**EXTRAIT À LIRE:**
Nous sommes le 6 novembre 2010. Rien de notable ce jour-là...
13h00 : Un triste samedi pluvieux... Cette fois, je ne serais pas pris au dépourvu : RedBull et goûter empaqueté, lecture studieuse pour réviser les acquis nécessaires lors d'une garde [NDL : alors que je n'aurais jamais le temps de la lire...], blouse repassée... Je suis prêt à en découdre pour de bon !
13h40 : Ma coexterne Line arrive. Apparemment, elle a eu des problèmes de blouse... Pauline va présenter le patient que nous avons vu au chef. Ça commence doucement...
14h20 : Le téléphone sonne. C'est la pharmacie qui demande des étiquettes d'un patient pour délivrer un médicament. Le temps de trouver qui imprime celles-ci, puis où aller (le sous-sol est un dédale), et enfin récupérer les médicaments, 30 minutes ont été nécessaires...
14h50 : Le premier patient a apparemment une extrasystole ventriculaire. Je refais trois ECG à la suite. On attend aussi les résultats de sa prise de sang...

**DONNÉES DISPONIBLES:**
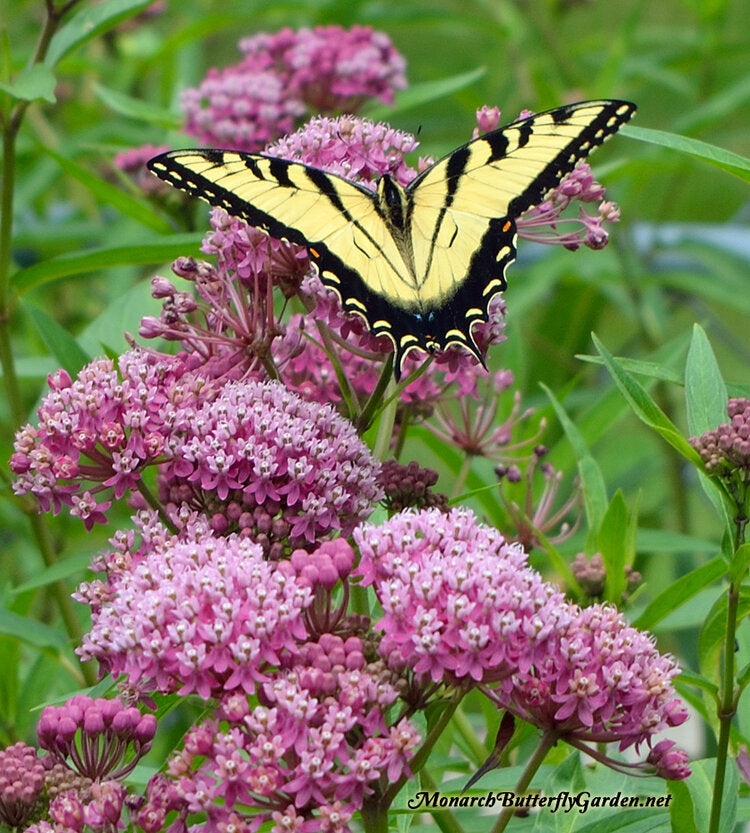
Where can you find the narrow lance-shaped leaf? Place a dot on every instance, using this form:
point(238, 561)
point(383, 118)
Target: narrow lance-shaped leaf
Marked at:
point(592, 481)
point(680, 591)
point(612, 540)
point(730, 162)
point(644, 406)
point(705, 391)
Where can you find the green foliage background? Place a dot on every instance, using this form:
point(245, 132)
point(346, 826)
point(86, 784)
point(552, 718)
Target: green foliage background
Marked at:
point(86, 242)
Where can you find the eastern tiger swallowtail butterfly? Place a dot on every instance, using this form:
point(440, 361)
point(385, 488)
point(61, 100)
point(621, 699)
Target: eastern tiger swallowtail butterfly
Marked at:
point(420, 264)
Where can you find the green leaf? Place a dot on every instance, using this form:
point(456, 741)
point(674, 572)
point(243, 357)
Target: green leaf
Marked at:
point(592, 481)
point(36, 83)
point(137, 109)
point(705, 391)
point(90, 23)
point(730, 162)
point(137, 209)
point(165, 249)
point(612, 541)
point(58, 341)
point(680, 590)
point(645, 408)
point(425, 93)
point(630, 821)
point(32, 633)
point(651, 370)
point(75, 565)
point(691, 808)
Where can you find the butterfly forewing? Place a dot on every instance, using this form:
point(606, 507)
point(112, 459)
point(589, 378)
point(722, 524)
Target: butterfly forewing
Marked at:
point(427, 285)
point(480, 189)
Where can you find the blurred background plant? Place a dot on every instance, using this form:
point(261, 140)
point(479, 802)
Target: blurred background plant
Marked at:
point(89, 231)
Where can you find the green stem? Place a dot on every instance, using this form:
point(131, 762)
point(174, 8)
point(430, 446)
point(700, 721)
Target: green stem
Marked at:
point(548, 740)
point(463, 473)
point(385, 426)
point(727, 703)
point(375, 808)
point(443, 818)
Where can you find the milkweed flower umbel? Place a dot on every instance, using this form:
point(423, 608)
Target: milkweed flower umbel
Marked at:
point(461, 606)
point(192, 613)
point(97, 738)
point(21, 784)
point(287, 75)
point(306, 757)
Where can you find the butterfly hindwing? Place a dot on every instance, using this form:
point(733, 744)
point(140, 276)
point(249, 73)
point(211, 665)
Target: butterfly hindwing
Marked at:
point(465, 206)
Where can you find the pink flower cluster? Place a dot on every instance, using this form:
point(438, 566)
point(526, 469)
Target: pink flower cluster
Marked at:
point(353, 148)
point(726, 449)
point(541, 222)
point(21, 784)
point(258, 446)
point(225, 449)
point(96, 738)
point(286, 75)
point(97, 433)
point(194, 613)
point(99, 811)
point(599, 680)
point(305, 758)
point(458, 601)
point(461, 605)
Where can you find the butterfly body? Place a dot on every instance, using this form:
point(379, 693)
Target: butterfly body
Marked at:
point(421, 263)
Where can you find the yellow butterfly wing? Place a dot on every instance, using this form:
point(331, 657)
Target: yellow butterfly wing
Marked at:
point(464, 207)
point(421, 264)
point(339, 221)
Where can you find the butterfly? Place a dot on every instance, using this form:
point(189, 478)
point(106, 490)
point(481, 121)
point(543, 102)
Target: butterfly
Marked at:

**CONSIGNE 1:** Traduisez en anglais la phrase suivante de l'extrait : « Je refais trois ECG à la suite. »
**CONSIGNE 2:** Reproduisez à l'identique le passage de l'extrait qui commence par « 13h40 : Ma coexterne » et se poursuit jusqu'à « ont été nécessaires... ».
**CONSIGNE 3:**
Répondez aux questions suivantes d'après l'extrait.
(a) À quelle heure le téléphone sonne-t-il ?
(b) Quels problèmes Line a-t-elle apparemment eus ?
(c) Combien d'ECG sont refaits à la suite pour le premier patient ?

**RÉPONSE 1:** I redo three ECGs in a row.

**RÉPONSE 2:**
13h40 : Ma coexterne Line arrive. Apparemment, elle a eu des problèmes de blouse... Pauline va présenter le patient que nous avons vu au chef. Ça commence doucement...
14h20 : Le téléphone sonne. C'est la pharmacie qui demande des étiquettes d'un patient pour délivrer un médicament. Le temps de trouver qui imprime celles-ci, puis où aller (le sous-sol est un dédale), et enfin récupérer les médicaments, 30 minutes ont été nécessaires...

**RÉPONSE 3:**
(a) À 14h20.
(b) Des problèmes de blouse.
(c) Trois.